[START OF Data to use]
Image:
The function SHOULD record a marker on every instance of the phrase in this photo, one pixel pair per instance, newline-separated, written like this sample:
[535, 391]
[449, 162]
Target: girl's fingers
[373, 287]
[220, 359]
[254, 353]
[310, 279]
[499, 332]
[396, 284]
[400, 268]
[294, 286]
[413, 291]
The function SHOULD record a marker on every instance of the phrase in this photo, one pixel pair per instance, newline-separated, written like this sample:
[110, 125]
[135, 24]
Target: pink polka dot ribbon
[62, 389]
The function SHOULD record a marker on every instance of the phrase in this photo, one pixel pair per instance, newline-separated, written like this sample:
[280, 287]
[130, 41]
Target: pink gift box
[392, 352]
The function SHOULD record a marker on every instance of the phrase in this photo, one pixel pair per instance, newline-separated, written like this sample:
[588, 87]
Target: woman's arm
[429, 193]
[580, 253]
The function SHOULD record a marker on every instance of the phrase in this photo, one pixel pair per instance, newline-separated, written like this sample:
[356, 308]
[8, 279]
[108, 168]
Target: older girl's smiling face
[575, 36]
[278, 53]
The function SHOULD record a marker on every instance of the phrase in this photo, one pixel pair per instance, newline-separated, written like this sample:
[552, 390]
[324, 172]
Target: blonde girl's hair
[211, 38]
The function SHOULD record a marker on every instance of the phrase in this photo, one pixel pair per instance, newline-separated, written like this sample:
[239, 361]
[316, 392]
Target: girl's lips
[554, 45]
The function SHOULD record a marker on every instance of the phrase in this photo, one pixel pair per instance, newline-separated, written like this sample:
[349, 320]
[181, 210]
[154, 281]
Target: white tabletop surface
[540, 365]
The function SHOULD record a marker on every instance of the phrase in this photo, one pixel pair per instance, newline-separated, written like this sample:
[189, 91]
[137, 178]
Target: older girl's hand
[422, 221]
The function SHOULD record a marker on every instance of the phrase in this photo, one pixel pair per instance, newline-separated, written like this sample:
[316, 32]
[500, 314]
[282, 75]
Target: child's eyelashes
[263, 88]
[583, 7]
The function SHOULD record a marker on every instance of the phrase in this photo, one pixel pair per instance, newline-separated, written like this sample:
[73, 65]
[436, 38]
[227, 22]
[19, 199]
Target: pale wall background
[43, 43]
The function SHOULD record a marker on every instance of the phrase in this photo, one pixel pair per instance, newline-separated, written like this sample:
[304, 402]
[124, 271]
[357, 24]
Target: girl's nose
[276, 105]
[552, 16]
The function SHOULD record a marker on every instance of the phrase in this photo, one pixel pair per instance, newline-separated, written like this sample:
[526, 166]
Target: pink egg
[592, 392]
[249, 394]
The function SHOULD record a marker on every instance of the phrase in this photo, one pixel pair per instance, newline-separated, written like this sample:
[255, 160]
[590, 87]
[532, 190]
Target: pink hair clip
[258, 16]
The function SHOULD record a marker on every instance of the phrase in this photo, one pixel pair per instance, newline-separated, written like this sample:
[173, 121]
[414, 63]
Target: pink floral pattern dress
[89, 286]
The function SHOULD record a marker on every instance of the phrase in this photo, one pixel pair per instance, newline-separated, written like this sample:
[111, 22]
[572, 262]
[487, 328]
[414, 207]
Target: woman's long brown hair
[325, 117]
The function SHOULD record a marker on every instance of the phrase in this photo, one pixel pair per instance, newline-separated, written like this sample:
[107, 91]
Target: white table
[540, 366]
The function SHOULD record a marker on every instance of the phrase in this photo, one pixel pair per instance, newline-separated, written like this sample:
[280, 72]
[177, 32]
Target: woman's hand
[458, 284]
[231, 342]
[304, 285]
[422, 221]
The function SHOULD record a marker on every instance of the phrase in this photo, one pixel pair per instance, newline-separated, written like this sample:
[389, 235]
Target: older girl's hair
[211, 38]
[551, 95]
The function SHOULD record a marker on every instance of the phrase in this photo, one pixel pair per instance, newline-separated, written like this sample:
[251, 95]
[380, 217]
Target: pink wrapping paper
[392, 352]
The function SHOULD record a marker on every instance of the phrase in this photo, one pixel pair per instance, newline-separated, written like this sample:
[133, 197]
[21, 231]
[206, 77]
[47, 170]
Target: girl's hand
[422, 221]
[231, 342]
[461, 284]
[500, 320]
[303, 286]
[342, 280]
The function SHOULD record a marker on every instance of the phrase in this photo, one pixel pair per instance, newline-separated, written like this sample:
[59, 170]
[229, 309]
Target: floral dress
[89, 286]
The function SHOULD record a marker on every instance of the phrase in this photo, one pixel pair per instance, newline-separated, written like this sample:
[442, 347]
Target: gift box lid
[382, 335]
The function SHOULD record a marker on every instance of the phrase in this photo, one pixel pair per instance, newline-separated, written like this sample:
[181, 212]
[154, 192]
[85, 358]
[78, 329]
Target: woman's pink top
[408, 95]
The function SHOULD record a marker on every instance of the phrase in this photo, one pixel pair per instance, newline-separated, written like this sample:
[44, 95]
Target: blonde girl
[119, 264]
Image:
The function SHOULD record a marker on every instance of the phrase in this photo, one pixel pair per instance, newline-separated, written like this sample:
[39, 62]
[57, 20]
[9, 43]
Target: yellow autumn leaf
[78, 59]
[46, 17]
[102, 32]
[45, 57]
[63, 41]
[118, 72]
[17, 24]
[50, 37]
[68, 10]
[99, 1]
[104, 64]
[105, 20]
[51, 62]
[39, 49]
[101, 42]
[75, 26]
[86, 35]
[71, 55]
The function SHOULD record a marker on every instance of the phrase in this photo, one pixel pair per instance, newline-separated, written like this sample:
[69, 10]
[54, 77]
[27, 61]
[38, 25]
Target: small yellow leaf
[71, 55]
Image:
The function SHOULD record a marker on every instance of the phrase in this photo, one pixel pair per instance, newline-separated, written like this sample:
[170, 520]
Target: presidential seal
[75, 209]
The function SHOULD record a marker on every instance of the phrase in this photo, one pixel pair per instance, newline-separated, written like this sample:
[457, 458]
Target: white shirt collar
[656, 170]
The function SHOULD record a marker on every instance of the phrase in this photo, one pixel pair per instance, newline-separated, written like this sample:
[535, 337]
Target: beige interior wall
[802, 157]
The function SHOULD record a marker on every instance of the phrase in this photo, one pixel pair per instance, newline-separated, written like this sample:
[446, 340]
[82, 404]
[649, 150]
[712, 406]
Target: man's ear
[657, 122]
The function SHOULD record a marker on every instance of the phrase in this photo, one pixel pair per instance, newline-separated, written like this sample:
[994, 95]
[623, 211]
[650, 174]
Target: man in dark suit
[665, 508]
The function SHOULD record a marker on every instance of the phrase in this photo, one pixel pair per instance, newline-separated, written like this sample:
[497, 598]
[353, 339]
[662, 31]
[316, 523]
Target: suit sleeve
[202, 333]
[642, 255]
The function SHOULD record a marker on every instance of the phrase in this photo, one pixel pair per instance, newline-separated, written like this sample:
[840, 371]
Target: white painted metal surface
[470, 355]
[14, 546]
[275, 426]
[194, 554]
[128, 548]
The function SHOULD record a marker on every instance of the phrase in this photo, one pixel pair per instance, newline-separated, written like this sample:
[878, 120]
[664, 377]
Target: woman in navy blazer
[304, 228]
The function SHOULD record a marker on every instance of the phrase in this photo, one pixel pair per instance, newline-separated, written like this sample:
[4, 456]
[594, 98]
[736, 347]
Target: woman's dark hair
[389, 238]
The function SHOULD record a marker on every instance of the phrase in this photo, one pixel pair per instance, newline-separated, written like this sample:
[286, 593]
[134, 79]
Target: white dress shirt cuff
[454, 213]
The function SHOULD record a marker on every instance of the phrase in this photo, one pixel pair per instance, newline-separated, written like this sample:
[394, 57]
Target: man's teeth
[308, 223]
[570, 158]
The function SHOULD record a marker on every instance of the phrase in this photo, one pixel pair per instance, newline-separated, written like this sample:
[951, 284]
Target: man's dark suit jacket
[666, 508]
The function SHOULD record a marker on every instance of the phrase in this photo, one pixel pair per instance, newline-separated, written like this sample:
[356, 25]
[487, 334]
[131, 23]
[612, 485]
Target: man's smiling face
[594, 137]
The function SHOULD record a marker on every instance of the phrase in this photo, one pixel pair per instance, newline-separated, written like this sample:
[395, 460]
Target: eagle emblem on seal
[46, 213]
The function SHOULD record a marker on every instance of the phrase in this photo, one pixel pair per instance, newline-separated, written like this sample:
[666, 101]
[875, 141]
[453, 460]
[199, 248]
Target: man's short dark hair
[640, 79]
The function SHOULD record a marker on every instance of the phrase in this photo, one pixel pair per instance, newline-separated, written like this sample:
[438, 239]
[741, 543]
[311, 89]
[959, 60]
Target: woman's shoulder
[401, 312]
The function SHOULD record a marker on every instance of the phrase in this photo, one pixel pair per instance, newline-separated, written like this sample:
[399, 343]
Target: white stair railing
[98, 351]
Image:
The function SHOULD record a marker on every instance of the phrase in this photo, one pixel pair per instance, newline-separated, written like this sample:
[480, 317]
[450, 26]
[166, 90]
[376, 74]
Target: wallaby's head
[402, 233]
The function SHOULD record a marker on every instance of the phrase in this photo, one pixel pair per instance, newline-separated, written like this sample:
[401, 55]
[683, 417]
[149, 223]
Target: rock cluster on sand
[END OF Data to use]
Description of the task:
Please count the lines of the records above that contain the string "blonde". Reply with the number only.

Complete output:
2